EXTRACTED ENTRIES Start Marker
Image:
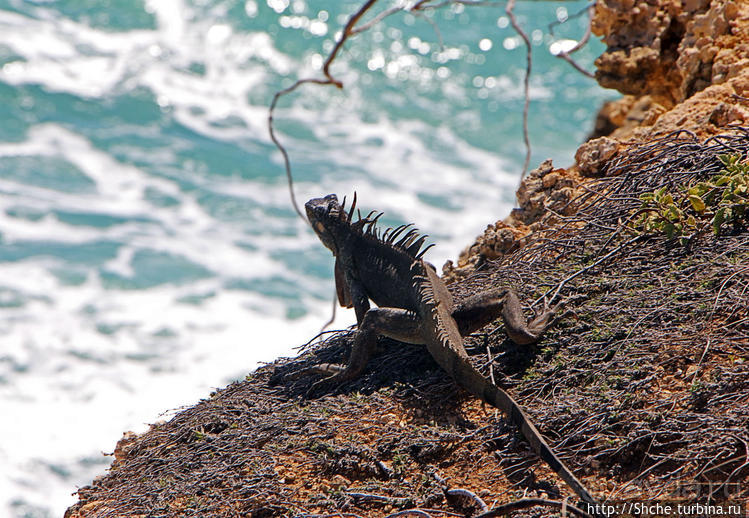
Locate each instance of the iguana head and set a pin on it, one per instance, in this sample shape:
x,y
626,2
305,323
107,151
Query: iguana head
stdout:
x,y
324,215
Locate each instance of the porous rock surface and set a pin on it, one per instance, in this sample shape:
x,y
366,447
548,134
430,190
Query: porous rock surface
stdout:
x,y
682,65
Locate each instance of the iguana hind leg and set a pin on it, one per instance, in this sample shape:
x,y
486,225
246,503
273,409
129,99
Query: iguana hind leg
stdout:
x,y
480,309
395,323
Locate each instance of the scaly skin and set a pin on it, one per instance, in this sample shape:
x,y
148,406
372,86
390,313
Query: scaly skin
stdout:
x,y
416,307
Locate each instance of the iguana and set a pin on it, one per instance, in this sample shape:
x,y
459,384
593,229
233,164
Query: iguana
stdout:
x,y
415,306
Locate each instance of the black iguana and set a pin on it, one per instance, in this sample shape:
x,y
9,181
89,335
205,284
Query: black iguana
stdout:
x,y
415,306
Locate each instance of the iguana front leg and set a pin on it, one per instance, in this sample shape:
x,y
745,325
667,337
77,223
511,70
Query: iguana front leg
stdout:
x,y
399,324
480,309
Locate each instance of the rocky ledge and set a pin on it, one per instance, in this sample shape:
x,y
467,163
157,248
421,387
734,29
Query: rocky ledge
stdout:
x,y
643,390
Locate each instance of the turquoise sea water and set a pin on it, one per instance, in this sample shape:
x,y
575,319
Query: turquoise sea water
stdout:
x,y
148,250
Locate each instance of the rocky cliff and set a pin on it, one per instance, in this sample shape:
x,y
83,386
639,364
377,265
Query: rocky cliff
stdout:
x,y
643,390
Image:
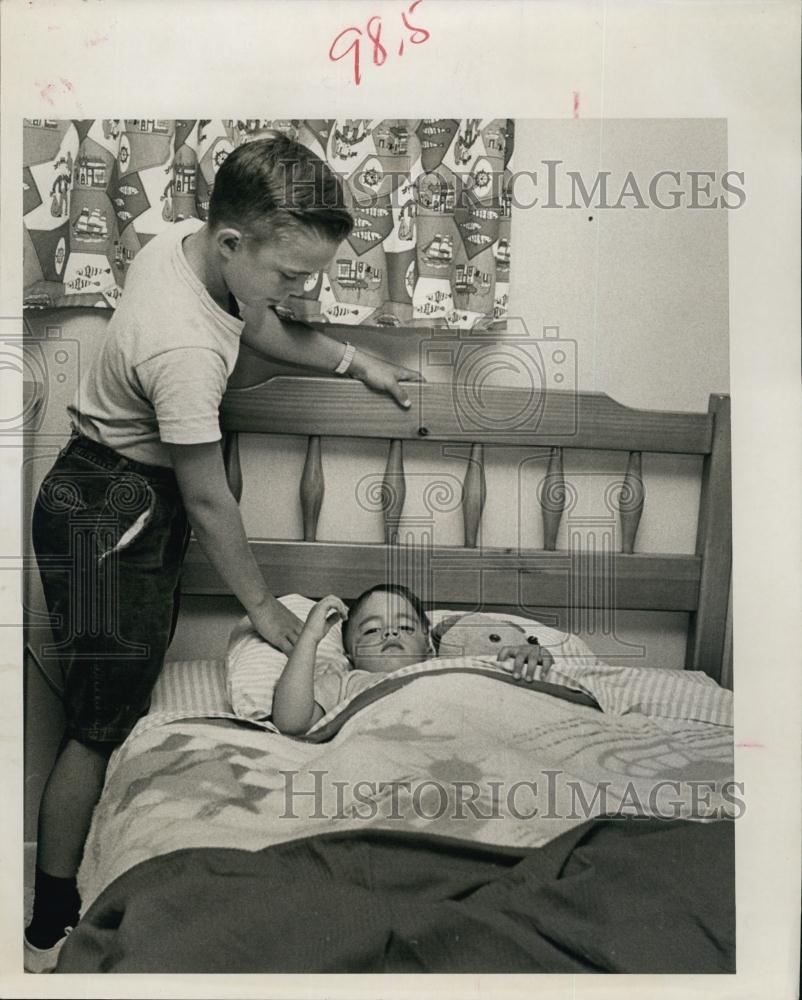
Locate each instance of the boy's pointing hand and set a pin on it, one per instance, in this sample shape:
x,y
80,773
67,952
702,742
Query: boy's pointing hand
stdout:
EXTRACTED ENTRIES End Marker
WORK TO BE COMPLETED:
Could you give back the full listing word for word, leaving out the images?

WRITTEN RESPONSE:
Image:
Locate each instance of the iguana head and set a pin on it, one per instance, in this sample shape:
x,y
626,2
305,323
107,151
Query: iguana head
stdout:
x,y
324,215
Locate each instance of the porous rock surface and set a pin on it, one per instance, in this sample shape:
x,y
366,447
548,134
430,190
Query: porous rock surface
stdout:
x,y
682,65
Locate each instance of the iguana hind leg and set a pin on it, one per instance, in this sample shape:
x,y
486,225
246,503
273,409
129,99
Query: iguana hind leg
stdout:
x,y
480,309
395,323
Locate each instance of the scaly skin and set a pin on it, one per instance, in this sample shape:
x,y
148,406
372,86
390,313
Query: scaly skin
stdout:
x,y
416,307
Locate each instance of the iguana and set a pin on it, one per instance, in this sample shape:
x,y
459,384
593,229
233,164
Query: iguana
stdout:
x,y
415,306
Locate each instance of the black iguana and set a pin on it, one per instance, in this sample shape:
x,y
9,181
89,335
205,284
Query: black iguana
stdout:
x,y
415,306
Locate each instance of the iguana front leg and set a pin on it, one per instance, in this sample shape:
x,y
745,325
667,337
77,223
511,70
Query: iguana front leg
stdout:
x,y
399,324
480,309
Locate each instance of the rocky ledge and set a pin on it, one per instance, in this sample shape:
x,y
467,163
157,248
421,387
734,29
Query: rocky ledge
stdout:
x,y
643,390
Locate each instance of the turquoise sea water and set a pin on it, one per instance, in this sample shape:
x,y
575,319
Query: turquoise sea water
stdout:
x,y
148,250
Locate each instance of the rocky cliff and set a pin on it, one per instance, in this sample shape:
x,y
83,386
639,364
377,265
Query: rocky cliff
stdout:
x,y
643,390
Image:
Locate each instance of the boy's pointing hand and set a pin on it, one per instance, in this sample shape:
x,y
80,773
67,952
702,742
Query: boy's pointing hand
stdout:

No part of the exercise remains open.